--- SOURCE DOCUMENT ---
Information on the characteristics of the individual described in the vignette have been used to assess vignette equivalence in a study by Kapteyn et al. [5]. The authors use responses obtained from two internet surveys on work disability conducted in the Netherlands and in the US. Vignettes were presented to respondents by randomly using either a female or a male name (i.e. faced with the same vignette, some respondents rated the health conditions for a woman while others rated the same condition for a man). Variability across the ratings allowed the authors to model the reporting behaviour of respondents as a function of the gender of the individual described in the vignette by explicitly including this variable as a regressor in the HOPIT model.^{Footnote 12} They reported that “for a given vignette description, a male vignette person is seen as more work disabled than a female vignette person, by both male and female respondents” [5, p. 469]. In a similar vein, we evaluate whether individuals judge vignettes differently according to the gender of the person presented in a vignette and whether the person suffers from physical pain. We choose these individual characteristics for two reasons. First, on practical grounds, vignettes tend to represent “neutral” individuals, with little information on personal characteristics. Gender and pain are two of a very limited set of characteristics we can identify in the 20 vignettes considered. Secondly, while Kapteyn et al. [5] suggest that respondents tend to judge the vignettes differently according to whether the person in the vignette is female or male, Bago d’Uva [4] suggests that the elderly and the young interpret the construct of a vignette differently where the vignette describes a situation of physical pain.

For our analysis, we consider the pool of countries present in the WHS and, for illustration, make reference to the set of vignettes contained in the domains of “Dignity” and “Prompt attention”.^{Footnote 13} This set comprises 20 vignette questions answered by 858,570 individuals across all countries. Unfortunately, in the WHS there is no variability within a vignette in the gender of the individual described. The gender of the individual represented in each vignette is fixed and, accordingly, we are unable to adopt the methodology of Kapteyn et al. [5]. However, since within each domain of responsiveness in the WHS respondents are asked to evaluate a set of vignettes, we can exploit the variability in gender that is present across the vignettes within a given domain. To exploit this variability we perform a two-stage analysis using an estimated dependent variable regression model (EDV), as described by Lewis and Linzer [29]. In the first stage we model the reporting behaviour of respondents using a standard ordered probit model. We regress respondent ratings of the vignettes on the socio-demographic characteristics of the respondents and on a set of vignette-specific dummy variables [30, p. 61].^{Footnote 14} We then “store” the coefficients of the vignette-specific dummy variables.^{Footnote 15} In the second stage we regress the coefficients of the vignette-specific dummies on a dummy variable indicating if the person in the vignette is female, and on a dummy indicating if the person is in pain. Given the small sample size of the data we use in the second step regression, we correct for the potential presence of heteroskedasticity using the Efron robust standard error estimator [31], as suggested by Lewis and Linzer [29].

--- DATA ROWS ---

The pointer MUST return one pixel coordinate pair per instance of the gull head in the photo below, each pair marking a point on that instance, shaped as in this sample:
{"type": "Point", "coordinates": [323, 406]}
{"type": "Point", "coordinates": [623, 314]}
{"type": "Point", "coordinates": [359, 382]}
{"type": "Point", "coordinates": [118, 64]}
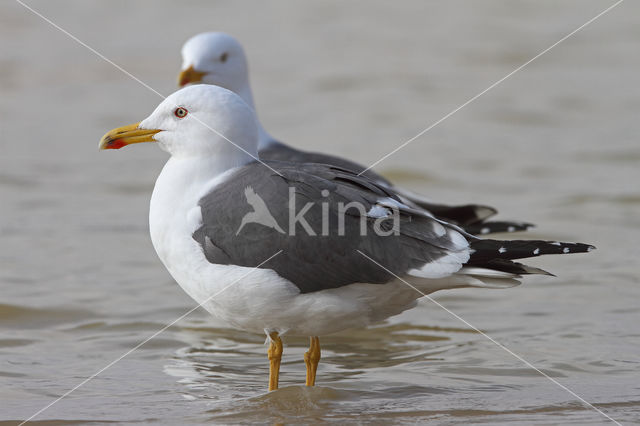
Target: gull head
{"type": "Point", "coordinates": [201, 120]}
{"type": "Point", "coordinates": [214, 58]}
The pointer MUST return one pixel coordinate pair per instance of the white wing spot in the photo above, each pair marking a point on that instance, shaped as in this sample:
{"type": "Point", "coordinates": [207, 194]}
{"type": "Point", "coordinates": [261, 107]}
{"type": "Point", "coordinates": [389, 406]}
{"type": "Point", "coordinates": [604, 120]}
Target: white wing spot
{"type": "Point", "coordinates": [438, 229]}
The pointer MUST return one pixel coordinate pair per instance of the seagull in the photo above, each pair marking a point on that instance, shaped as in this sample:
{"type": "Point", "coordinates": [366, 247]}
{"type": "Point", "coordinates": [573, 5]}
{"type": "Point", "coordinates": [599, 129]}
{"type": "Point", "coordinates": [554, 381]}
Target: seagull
{"type": "Point", "coordinates": [353, 252]}
{"type": "Point", "coordinates": [218, 58]}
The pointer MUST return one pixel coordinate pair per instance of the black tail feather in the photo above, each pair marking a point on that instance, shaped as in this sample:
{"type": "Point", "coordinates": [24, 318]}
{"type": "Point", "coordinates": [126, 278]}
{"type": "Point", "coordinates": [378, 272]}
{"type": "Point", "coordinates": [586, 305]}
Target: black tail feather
{"type": "Point", "coordinates": [488, 250]}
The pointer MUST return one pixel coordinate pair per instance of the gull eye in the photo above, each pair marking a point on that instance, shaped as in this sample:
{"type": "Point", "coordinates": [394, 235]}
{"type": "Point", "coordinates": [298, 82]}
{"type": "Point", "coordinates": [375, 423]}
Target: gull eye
{"type": "Point", "coordinates": [180, 112]}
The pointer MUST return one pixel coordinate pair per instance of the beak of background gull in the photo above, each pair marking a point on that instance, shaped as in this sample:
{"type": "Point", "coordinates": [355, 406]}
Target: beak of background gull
{"type": "Point", "coordinates": [190, 75]}
{"type": "Point", "coordinates": [126, 135]}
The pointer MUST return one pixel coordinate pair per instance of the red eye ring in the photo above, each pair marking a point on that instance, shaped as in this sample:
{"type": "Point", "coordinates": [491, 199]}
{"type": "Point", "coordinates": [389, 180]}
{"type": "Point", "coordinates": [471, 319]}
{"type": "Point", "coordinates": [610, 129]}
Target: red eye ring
{"type": "Point", "coordinates": [180, 112]}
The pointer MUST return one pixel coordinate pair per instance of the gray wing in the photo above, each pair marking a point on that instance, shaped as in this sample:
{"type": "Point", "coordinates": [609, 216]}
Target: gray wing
{"type": "Point", "coordinates": [472, 217]}
{"type": "Point", "coordinates": [316, 262]}
{"type": "Point", "coordinates": [280, 152]}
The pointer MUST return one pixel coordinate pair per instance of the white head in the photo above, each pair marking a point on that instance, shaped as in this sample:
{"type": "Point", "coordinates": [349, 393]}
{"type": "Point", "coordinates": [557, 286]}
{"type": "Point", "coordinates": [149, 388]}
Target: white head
{"type": "Point", "coordinates": [196, 121]}
{"type": "Point", "coordinates": [215, 58]}
{"type": "Point", "coordinates": [218, 58]}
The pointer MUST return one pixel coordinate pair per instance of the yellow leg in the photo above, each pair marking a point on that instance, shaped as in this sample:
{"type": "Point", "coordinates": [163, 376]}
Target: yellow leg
{"type": "Point", "coordinates": [311, 359]}
{"type": "Point", "coordinates": [275, 355]}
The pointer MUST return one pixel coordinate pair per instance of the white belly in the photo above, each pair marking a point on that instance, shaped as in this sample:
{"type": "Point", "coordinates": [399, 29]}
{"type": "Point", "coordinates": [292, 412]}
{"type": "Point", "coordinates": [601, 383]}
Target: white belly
{"type": "Point", "coordinates": [255, 299]}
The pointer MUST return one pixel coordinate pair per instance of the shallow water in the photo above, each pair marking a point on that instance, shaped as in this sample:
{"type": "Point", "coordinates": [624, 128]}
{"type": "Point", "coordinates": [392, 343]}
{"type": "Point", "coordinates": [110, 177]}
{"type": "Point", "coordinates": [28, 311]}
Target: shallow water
{"type": "Point", "coordinates": [556, 144]}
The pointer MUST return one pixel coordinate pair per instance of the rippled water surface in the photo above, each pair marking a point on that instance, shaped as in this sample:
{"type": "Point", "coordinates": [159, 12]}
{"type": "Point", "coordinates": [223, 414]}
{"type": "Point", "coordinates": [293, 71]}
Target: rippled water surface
{"type": "Point", "coordinates": [555, 144]}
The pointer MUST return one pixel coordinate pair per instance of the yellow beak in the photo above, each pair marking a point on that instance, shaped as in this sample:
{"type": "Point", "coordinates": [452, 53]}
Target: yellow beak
{"type": "Point", "coordinates": [126, 135]}
{"type": "Point", "coordinates": [190, 75]}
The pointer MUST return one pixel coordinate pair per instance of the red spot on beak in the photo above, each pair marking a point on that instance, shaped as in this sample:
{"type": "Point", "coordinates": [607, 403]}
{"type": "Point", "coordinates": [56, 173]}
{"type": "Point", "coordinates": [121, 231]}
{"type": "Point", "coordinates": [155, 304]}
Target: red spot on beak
{"type": "Point", "coordinates": [116, 144]}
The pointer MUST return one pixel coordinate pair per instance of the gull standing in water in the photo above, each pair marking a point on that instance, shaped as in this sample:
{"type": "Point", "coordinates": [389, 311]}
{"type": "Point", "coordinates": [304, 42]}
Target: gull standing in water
{"type": "Point", "coordinates": [348, 252]}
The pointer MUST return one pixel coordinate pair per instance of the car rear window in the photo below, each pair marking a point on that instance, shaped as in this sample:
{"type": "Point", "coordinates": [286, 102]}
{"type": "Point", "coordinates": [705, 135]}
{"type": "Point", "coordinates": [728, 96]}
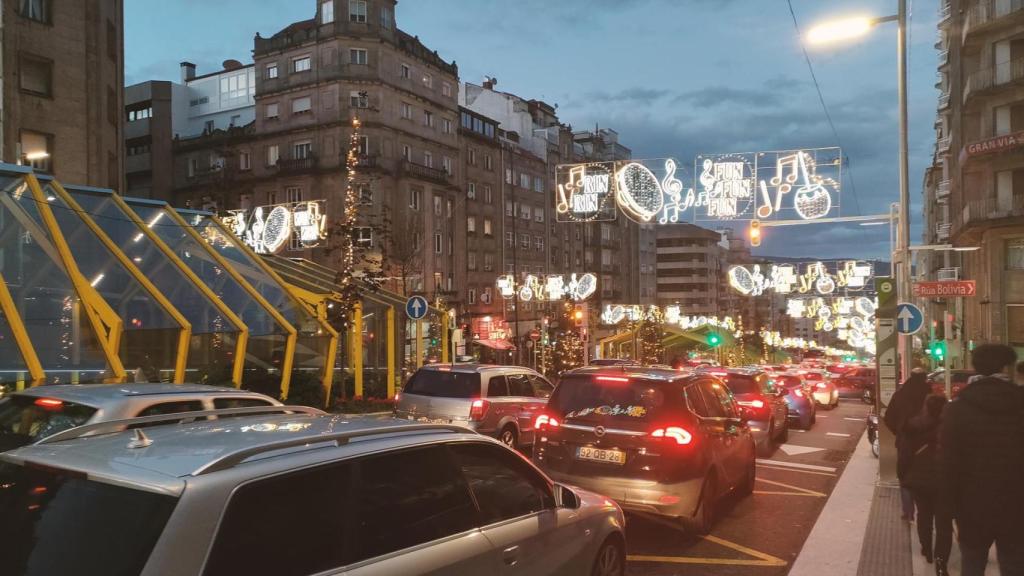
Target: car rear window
{"type": "Point", "coordinates": [25, 419]}
{"type": "Point", "coordinates": [61, 523]}
{"type": "Point", "coordinates": [444, 384]}
{"type": "Point", "coordinates": [596, 398]}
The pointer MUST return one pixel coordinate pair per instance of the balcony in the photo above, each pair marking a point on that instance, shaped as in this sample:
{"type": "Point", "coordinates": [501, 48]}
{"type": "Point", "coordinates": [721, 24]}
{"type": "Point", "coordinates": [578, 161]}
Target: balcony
{"type": "Point", "coordinates": [989, 13]}
{"type": "Point", "coordinates": [1004, 74]}
{"type": "Point", "coordinates": [412, 169]}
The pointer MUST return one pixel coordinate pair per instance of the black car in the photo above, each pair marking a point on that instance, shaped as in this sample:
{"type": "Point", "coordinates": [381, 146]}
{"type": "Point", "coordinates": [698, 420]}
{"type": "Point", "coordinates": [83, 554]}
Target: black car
{"type": "Point", "coordinates": [653, 440]}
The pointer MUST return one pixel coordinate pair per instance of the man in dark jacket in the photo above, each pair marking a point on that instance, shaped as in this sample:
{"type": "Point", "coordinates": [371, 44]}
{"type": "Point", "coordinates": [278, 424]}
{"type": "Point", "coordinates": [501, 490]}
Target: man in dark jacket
{"type": "Point", "coordinates": [982, 453]}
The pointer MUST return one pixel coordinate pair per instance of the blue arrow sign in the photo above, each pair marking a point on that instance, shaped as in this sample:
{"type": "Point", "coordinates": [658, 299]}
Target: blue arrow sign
{"type": "Point", "coordinates": [908, 319]}
{"type": "Point", "coordinates": [416, 307]}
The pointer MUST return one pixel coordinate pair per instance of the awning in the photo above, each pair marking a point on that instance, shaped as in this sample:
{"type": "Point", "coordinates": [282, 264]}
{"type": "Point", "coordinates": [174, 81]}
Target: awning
{"type": "Point", "coordinates": [496, 344]}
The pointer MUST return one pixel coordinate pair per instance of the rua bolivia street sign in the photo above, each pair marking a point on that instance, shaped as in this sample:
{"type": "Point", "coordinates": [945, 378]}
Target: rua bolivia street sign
{"type": "Point", "coordinates": [939, 289]}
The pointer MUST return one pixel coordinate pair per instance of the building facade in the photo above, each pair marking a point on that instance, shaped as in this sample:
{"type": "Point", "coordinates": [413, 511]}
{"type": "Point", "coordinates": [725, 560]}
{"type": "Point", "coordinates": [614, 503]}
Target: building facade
{"type": "Point", "coordinates": [62, 72]}
{"type": "Point", "coordinates": [975, 189]}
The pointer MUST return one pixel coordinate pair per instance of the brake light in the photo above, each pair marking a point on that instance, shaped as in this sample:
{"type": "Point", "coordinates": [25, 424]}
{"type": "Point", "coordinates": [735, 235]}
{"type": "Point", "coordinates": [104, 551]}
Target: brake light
{"type": "Point", "coordinates": [546, 421]}
{"type": "Point", "coordinates": [478, 409]}
{"type": "Point", "coordinates": [675, 433]}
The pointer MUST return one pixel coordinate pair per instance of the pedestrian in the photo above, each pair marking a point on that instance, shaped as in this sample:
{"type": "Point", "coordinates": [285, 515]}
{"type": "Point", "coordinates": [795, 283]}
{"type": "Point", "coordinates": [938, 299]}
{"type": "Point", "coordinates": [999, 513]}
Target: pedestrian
{"type": "Point", "coordinates": [906, 403]}
{"type": "Point", "coordinates": [981, 448]}
{"type": "Point", "coordinates": [921, 438]}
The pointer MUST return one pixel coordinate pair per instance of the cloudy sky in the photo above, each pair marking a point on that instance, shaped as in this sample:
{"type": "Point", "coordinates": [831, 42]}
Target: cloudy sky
{"type": "Point", "coordinates": [675, 78]}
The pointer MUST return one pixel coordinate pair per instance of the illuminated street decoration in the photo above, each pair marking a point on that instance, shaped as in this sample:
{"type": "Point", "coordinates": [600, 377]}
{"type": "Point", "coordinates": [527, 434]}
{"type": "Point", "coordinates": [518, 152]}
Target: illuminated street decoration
{"type": "Point", "coordinates": [552, 288]}
{"type": "Point", "coordinates": [268, 229]}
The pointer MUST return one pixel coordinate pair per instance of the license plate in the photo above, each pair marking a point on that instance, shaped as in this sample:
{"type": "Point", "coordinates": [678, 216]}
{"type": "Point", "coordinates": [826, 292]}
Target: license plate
{"type": "Point", "coordinates": [599, 455]}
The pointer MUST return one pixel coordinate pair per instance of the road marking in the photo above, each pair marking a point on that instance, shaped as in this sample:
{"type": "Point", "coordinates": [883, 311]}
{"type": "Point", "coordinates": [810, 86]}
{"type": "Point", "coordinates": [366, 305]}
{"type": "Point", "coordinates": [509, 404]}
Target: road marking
{"type": "Point", "coordinates": [794, 450]}
{"type": "Point", "coordinates": [796, 470]}
{"type": "Point", "coordinates": [799, 491]}
{"type": "Point", "coordinates": [798, 465]}
{"type": "Point", "coordinates": [763, 560]}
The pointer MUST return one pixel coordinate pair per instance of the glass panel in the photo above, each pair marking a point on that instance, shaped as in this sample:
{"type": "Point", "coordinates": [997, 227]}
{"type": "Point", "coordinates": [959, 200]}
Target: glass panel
{"type": "Point", "coordinates": [212, 344]}
{"type": "Point", "coordinates": [48, 304]}
{"type": "Point", "coordinates": [151, 342]}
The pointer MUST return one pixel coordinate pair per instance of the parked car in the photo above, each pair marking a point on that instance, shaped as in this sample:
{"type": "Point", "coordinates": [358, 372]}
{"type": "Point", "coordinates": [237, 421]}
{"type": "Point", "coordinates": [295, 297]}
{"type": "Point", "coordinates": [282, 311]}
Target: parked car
{"type": "Point", "coordinates": [803, 411]}
{"type": "Point", "coordinates": [404, 498]}
{"type": "Point", "coordinates": [853, 382]}
{"type": "Point", "coordinates": [960, 378]}
{"type": "Point", "coordinates": [822, 388]}
{"type": "Point", "coordinates": [656, 441]}
{"type": "Point", "coordinates": [498, 401]}
{"type": "Point", "coordinates": [763, 405]}
{"type": "Point", "coordinates": [35, 413]}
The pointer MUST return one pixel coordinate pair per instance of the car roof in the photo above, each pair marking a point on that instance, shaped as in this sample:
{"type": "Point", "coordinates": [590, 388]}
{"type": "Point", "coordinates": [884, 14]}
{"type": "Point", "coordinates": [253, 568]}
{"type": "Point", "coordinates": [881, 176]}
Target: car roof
{"type": "Point", "coordinates": [180, 450]}
{"type": "Point", "coordinates": [99, 395]}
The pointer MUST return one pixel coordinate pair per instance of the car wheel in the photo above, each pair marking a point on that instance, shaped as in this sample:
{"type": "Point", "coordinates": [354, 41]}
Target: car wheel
{"type": "Point", "coordinates": [610, 559]}
{"type": "Point", "coordinates": [509, 438]}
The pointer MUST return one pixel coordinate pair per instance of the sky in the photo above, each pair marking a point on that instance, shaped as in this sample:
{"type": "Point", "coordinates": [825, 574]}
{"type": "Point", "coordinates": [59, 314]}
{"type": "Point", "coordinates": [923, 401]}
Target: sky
{"type": "Point", "coordinates": [675, 78]}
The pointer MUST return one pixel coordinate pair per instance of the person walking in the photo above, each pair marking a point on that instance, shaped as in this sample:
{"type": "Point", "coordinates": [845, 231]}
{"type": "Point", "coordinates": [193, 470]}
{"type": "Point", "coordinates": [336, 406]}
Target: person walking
{"type": "Point", "coordinates": [905, 403]}
{"type": "Point", "coordinates": [981, 450]}
{"type": "Point", "coordinates": [922, 438]}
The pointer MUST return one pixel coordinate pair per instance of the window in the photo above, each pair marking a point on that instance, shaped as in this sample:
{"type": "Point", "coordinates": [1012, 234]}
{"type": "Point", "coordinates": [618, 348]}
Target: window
{"type": "Point", "coordinates": [301, 64]}
{"type": "Point", "coordinates": [357, 56]}
{"type": "Point", "coordinates": [327, 11]}
{"type": "Point", "coordinates": [300, 106]}
{"type": "Point", "coordinates": [505, 487]}
{"type": "Point", "coordinates": [302, 150]}
{"type": "Point", "coordinates": [358, 98]}
{"type": "Point", "coordinates": [36, 75]}
{"type": "Point", "coordinates": [357, 10]}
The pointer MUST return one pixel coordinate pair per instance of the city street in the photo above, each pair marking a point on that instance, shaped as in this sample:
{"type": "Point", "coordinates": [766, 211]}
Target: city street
{"type": "Point", "coordinates": [763, 534]}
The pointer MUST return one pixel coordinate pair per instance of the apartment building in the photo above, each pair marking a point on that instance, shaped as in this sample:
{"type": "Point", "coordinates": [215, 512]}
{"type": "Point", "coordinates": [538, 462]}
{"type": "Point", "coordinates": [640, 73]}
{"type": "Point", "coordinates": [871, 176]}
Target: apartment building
{"type": "Point", "coordinates": [62, 68]}
{"type": "Point", "coordinates": [976, 182]}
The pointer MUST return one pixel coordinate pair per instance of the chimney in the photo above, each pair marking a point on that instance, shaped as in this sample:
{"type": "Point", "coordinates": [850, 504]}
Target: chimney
{"type": "Point", "coordinates": [187, 71]}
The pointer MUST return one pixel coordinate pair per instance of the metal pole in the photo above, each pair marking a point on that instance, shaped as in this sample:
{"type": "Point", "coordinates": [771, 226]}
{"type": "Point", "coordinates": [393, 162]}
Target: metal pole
{"type": "Point", "coordinates": [903, 280]}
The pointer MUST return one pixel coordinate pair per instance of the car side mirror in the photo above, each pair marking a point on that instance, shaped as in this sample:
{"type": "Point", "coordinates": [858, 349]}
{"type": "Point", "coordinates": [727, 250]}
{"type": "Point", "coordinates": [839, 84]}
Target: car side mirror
{"type": "Point", "coordinates": [565, 497]}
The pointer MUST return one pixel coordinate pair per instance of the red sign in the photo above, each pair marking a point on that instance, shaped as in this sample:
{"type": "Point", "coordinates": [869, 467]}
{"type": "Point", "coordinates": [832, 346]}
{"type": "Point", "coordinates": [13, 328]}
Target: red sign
{"type": "Point", "coordinates": [996, 145]}
{"type": "Point", "coordinates": [939, 289]}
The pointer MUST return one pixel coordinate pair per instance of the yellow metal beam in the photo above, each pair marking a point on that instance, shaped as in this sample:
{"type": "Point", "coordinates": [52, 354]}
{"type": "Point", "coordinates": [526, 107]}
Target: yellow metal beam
{"type": "Point", "coordinates": [97, 311]}
{"type": "Point", "coordinates": [22, 338]}
{"type": "Point", "coordinates": [243, 331]}
{"type": "Point", "coordinates": [184, 334]}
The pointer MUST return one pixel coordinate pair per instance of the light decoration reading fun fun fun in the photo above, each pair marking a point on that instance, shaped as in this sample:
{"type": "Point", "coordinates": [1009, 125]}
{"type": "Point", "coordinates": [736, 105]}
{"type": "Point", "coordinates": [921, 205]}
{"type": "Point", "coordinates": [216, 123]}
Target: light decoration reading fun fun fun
{"type": "Point", "coordinates": [553, 287]}
{"type": "Point", "coordinates": [782, 279]}
{"type": "Point", "coordinates": [267, 229]}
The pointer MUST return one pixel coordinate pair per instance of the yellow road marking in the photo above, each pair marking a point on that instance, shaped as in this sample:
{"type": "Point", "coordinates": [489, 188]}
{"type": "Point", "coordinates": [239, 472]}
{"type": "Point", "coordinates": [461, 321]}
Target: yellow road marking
{"type": "Point", "coordinates": [799, 491]}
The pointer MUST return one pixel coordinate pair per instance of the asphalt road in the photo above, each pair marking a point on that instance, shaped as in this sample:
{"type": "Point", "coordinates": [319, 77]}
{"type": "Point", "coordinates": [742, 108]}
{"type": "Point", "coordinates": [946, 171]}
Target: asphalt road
{"type": "Point", "coordinates": [762, 534]}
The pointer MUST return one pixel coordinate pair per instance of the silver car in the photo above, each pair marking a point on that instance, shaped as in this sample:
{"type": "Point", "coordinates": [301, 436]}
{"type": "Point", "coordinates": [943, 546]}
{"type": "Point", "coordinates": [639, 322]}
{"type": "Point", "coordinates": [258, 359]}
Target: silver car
{"type": "Point", "coordinates": [295, 493]}
{"type": "Point", "coordinates": [502, 402]}
{"type": "Point", "coordinates": [38, 412]}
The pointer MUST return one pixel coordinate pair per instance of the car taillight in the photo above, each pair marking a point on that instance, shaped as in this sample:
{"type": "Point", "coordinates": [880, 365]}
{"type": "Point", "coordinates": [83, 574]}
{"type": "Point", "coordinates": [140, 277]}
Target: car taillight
{"type": "Point", "coordinates": [546, 421]}
{"type": "Point", "coordinates": [675, 433]}
{"type": "Point", "coordinates": [478, 409]}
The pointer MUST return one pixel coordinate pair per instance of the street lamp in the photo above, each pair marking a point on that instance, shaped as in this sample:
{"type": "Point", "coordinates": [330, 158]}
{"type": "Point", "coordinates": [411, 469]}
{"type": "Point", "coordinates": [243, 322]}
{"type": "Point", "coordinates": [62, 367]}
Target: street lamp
{"type": "Point", "coordinates": [851, 28]}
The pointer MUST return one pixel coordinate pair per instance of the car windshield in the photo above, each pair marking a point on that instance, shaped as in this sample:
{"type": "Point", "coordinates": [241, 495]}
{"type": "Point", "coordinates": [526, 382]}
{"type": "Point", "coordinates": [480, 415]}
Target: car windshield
{"type": "Point", "coordinates": [444, 384]}
{"type": "Point", "coordinates": [56, 522]}
{"type": "Point", "coordinates": [25, 419]}
{"type": "Point", "coordinates": [595, 398]}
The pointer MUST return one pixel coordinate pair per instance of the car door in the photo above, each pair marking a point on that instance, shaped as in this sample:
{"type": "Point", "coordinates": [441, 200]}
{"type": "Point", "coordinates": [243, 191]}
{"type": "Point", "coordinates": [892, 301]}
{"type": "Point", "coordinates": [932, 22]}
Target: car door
{"type": "Point", "coordinates": [530, 536]}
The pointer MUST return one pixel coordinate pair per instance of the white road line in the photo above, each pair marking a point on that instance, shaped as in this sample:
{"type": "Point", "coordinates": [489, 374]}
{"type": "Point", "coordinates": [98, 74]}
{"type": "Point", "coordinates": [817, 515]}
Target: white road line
{"type": "Point", "coordinates": [797, 465]}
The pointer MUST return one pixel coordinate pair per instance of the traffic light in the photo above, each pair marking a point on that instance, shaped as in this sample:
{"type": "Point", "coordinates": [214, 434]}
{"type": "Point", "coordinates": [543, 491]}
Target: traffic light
{"type": "Point", "coordinates": [755, 233]}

--- TASK OBJECTIVE ---
Continue the passage on testing whether vignette ratings depend on the gender and pain of the person described, picking up right after its final sentence.

--- RESULT FOR THIS EXERCISE ---
Results

Consistent and near-consistent ordering of vignettes

Using the data on health system responsiveness contained in the WHS, Table 2 reports the percentage of respondents for each domain in each country that gave an ordering of vignettes consistent with the global ordering, or had an ordering where only one vignette moved one or two ranks or two vignettes moved one rank each.^{Footnote 16} For each domain, there was no substantial variation across countries. For all countries (with few exceptions) more than 90% of respondents report consistent or near-consistent vignette orderings. For each domain, this percentage is equal to or greater than 95% in at least 52 countries. These preliminary results provide support for the assumption of vignette equivalence.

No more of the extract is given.